═══ TEXT EXCERPT
This story was originally published at www.mongabay.com by Shaira Panela on July 29, 2014.

Original story link: Deforestation ramping up in Yasuni as Ecuador sets to open up national park to drilling.

Satellite data shows recent increase in forest loss alerts in areas near oil development

Yasuni National park has been in the conservation spotlight in recent years, with oil drilling threatening the forests and wildlife of this biodiversity hotspot. Recently, disturbance in the park may have ramped up, with satellite data showing a significant increase in deforestation alerts within Yasuni National Park since 2011.

The increase in forest damage in the region coincides with a series of oil drilling activities near the blocks where deforestation alerts are clustered.

Yasuni National Park, established in 1979, covers approximately 982,000 hectares. The park is at the center of a small zone where amphibian, bird, mammal, and vascular plant diversity are all at the highest levels in the Western Hemisphere. Because of this, it is among the most biodiverse places in the world, with a large number of endemic and threatened species. For instance, the park is home to a species of bat (Lophostoma yasuni) found nowhere else in the world.

Map of oil blocks within Yasuní National Park.

Map of oil blocks within Yasuni National Park. Image courtesy of Finer, Pappalardo, Ferrarese, De Marchi (2014). 

However, Yasuni National Park is also home to an estimated 846 million barrels of oil. 

Despite its status as a protected area, energy companies have been drilling in Yasuni National Park has been the site of oil extraction since the 1970s. However, its most remote portions have been left untouched. Surveys indicate Yasuni’s oil field contains about 20 percent of Ecuador’s fossil fuel reserves, particularly in a portion of the park referred to as the ITT (Ishpingo-Tambococha-Tiputini) blocks. A protection proposal called the Yasuni-ITT Initiative was launched by president Rafael Correa at the U.N. General Assembly in 2007. The Initiative would have kept these blocks untouched if international donors paid half the expected revenue of oil extraction—$3.6 billion—into a trust fund set up by the United Nations Development Program. The international community pledged around $330 million, although only deposited $13 million, before Correa formally ended the initiative in 2013. 

Data from Global Forest Watch shows increasing disturbance in the park, with 1,416 FORMA Alerts from 2011 to June 2014. Most of the alerts are located near oil wells in the northern and central region – or parts of oil blocks 14 and 16. Block 14 is currently under the control of Chinese-owned Andres Petroleum Company, while Block 16 is under Repsol. FORMA Alerts (Forest Monitoring for Action) are used to determine areas of probable forest damage via remote sensing data and satellite information from sources like Google and NASA. 


FORMA alerts in Yasuni National Park have increased significantly in recent years. The top image shows alerts recorded in January, 2012. The bottom image shows alerts as of July, 2014. Courtesy of Global Forest Watch.
══════
═══ ROWS
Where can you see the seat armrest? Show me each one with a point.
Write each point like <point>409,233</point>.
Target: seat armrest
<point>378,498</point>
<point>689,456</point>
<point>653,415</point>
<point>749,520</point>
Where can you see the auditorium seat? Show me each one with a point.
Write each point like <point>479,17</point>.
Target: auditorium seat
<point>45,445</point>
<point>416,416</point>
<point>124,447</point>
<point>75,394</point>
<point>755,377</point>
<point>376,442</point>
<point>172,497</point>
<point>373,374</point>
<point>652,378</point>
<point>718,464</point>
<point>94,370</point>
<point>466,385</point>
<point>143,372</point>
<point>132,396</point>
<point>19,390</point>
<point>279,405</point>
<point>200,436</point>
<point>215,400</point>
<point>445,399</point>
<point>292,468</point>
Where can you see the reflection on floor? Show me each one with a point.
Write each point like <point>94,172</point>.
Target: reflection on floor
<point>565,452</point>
══════
*WHAT THIS EXERCISE ASKS:*
[1] Answer these questions using the article on Yasuni National Park:
(a) In what year was the park established?
(b) How much money had actually been deposited before the Yasuni-ITT Initiative was formally ended?
(c) Which company currently controls Block 14?
[2] Retype the part of the article on Yasuni National Park starting at "Map of oil blocks within Yasuni" and ending at "barrels of oil.".

*THE ANSWERS:*
[1]
(a) 1979
(b) $13 million
(c) The Chinese-owned Andres Petroleum Company

[2]
Map of oil blocks within Yasuni National Park. Image courtesy of Finer, Pappalardo, Ferrarese, De Marchi (2014). 

However, Yasuni National Park is also home to an estimated 846 million barrels of oil.